═════ Document passage

Valeant Pharmaceuticals has acquired the eye health company Bausch & Lomb for $8.7 billion in cash.
The deal, which mimics Novartis’ $12.9 billion acquisition of eye care specialist Alcon in 2011, will see Bausch & Lomb will retain its name and become a division of Valeant.
Valeant’s existing ophthalmology businesses will be integrated into the Bausch & Lomb division, creating a global eye health platform with 2013 net revenue expected to reach around $3.5 billion.
Valeant is buying into the firm’s broad portfolio of eye health products, including prescription and OTC brands such as Besivance, Lotemax, Ocuvite and PreserVision; vision care brands Biotrue ONEday, PureVision, renu and Boston; and surgical brands enVista, Storz, Stellaris and VICTUS.
Bausch & Lomb have also recently initiated late-stage trials of latanoprostene bunod (previously known as BOL-303259-X and NCX 116), which is licensed from France’s Nicox, for the reduction of intraocular pressure in patients with glaucoma or ocular hypertension.
Under terms of the agreement, Valeant will pay aggregate consideration of $8.7 billion in cash, and expects to achieve at least $800 million in annual cost savings by end of 2014.
The acquisition positions Valeant to capitalise on growing eye health trends driven by an aging patient population, an increased rate of diabetes and demand from emerging markets. The combined business will also benefit from access to a strong product portfolio and a late stage pipeline of innovative, new products, according to the company.
Valeant’s chairman and chief executive, J. Michael Pearson, said: “We are excited to announce the acquisition of Bausch & Lomb, which will transform Valeant into a global leader in eye health by significantly strengthening our capabilities in ophthalmic pharmaceuticals, contact lenses and lens care products, and ophthalmic surgical devices and instruments. With this transaction, Valeant will be a worldwide leader in both dermatology and eye health.”
Bausch & Lomb’s chief executive, Brent Saunders, said: “Bausch & Lomb has undergone a profound transformation over the last few years. We introduced innovative new products for patients; built a robust pipeline; expanded into new markets; and strengthened our relationships with eye care professionals around the world.

══════════
═════ Dataset entries

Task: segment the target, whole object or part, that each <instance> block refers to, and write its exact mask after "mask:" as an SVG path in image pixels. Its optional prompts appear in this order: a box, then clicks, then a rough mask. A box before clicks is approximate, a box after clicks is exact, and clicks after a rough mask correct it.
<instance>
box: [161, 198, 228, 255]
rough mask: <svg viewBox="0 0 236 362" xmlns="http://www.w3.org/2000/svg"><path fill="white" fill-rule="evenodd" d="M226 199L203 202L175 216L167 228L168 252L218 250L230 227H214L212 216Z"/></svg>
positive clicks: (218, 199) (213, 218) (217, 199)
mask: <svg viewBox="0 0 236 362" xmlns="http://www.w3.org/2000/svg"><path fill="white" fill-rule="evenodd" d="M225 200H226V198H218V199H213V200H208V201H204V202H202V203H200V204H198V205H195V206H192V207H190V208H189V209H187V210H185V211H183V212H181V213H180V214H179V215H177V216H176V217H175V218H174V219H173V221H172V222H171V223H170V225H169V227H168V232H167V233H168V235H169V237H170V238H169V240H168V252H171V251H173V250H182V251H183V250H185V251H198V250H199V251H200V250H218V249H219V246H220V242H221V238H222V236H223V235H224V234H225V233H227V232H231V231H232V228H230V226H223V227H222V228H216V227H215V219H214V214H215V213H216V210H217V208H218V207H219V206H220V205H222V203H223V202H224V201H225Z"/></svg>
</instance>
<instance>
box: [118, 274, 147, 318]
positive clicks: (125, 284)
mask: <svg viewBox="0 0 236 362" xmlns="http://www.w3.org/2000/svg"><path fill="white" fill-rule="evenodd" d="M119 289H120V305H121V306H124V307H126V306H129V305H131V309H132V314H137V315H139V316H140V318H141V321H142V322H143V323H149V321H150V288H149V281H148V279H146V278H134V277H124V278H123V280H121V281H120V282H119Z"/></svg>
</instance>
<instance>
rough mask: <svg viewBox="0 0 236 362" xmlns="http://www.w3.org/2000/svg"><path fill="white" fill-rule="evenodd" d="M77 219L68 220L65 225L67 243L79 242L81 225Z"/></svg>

══════════

## The task
Duplicate the Bausch & Lomb acquisition article word for word, from start to finish.

## Solution to this task
Valeant Pharmaceuticals has acquired the eye health company Bausch & Lomb for $8.7 billion in cash.
The deal, which mimics Novartis’ $12.9 billion acquisition of eye care specialist Alcon in 2011, will see Bausch & Lomb will retain its name and become a division of Valeant.
Valeant’s existing ophthalmology businesses will be integrated into the Bausch & Lomb division, creating a global eye health platform with 2013 net revenue expected to reach around $3.5 billion.
Valeant is buying into the firm’s broad portfolio of eye health products, including prescription and OTC brands such as Besivance, Lotemax, Ocuvite and PreserVision; vision care brands Biotrue ONEday, PureVision, renu and Boston; and surgical brands enVista, Storz, Stellaris and VICTUS.
Bausch & Lomb have also recently initiated late-stage trials of latanoprostene bunod (previously known as BOL-303259-X and NCX 116), which is licensed from France’s Nicox, for the reduction of intraocular pressure in patients with glaucoma or ocular hypertension.
Under terms of the agreement, Valeant will pay aggregate consideration of $8.7 billion in cash, and expects to achieve at least $800 million in annual cost savings by end of 2014.
The acquisition positions Valeant to capitalise on growing eye health trends driven by an aging patient population, an increased rate of diabetes and demand from emerging markets. The combined business will also benefit from access to a strong product portfolio and a late stage pipeline of innovative, new products, according to the company.
Valeant’s chairman and chief executive, J. Michael Pearson, said: “We are excited to announce the acquisition of Bausch & Lomb, which will transform Valeant into a global leader in eye health by significantly strengthening our capabilities in ophthalmic pharmaceuticals, contact lenses and lens care products, and ophthalmic surgical devices and instruments. With this transaction, Valeant will be a worldwide leader in both dermatology and eye health.”
Bausch & Lomb’s chief executive, Brent Saunders, said: “Bausch & Lomb has undergone a profound transformation over the last few years. We introduced innovative new products for patients; built a robust pipeline; expanded into new markets; and strengthened our relationships with eye care professionals around the world.